▶ What the task requires
Up to and including the line with "rough mask: <svg", please set down the entries below exactly, starting from the first line.

━━━ Provided records

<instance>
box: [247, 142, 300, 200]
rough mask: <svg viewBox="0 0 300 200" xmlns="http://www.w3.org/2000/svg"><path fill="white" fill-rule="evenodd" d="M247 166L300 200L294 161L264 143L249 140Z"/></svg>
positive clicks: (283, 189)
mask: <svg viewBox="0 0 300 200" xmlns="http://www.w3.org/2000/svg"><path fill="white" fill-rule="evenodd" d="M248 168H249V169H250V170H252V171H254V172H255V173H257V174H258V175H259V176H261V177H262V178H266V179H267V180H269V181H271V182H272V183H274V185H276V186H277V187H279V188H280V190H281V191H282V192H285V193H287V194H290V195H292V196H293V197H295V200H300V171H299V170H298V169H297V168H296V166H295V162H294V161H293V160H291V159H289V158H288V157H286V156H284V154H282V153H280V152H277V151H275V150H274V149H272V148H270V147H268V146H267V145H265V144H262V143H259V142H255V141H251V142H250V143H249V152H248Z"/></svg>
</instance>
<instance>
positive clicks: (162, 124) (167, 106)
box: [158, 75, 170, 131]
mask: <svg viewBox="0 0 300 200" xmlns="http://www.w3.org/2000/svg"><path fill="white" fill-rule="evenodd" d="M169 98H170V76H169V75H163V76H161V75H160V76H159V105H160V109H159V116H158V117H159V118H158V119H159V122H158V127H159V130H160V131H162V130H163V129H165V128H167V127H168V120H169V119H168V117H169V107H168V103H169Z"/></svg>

━━━━━━

▶ Response for this exercise
<instance>
box: [247, 142, 300, 200]
rough mask: <svg viewBox="0 0 300 200" xmlns="http://www.w3.org/2000/svg"><path fill="white" fill-rule="evenodd" d="M247 166L300 200L294 161L264 143L249 140Z"/></svg>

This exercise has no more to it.